▸ INSTRUCTIONS FOR THE TASK:
Put every line of the records below into a numbered list, leaving out any blank lines.
[[ TASK INPUTS open ]]
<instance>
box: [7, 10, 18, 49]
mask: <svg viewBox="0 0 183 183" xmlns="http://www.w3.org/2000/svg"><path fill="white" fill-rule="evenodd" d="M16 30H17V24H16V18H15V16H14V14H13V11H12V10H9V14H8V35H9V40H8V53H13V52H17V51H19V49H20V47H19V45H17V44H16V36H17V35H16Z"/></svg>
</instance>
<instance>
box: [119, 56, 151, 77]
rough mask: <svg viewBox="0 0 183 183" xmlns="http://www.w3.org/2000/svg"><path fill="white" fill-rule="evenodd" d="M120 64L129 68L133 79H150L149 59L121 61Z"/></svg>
[[ TASK INPUTS closed ]]
▸ ANSWER SECTION:
1. <instance>
2. box: [7, 10, 18, 49]
3. mask: <svg viewBox="0 0 183 183" xmlns="http://www.w3.org/2000/svg"><path fill="white" fill-rule="evenodd" d="M16 30H17V24H16V18H15V16H14V14H13V11H12V10H9V14H8V35H9V40H8V53H13V52H17V51H19V49H20V47H19V45H17V44H16V36H17V35H16Z"/></svg>
4. </instance>
5. <instance>
6. box: [119, 56, 151, 77]
7. rough mask: <svg viewBox="0 0 183 183" xmlns="http://www.w3.org/2000/svg"><path fill="white" fill-rule="evenodd" d="M120 64L129 68L133 79H150L149 59L121 61Z"/></svg>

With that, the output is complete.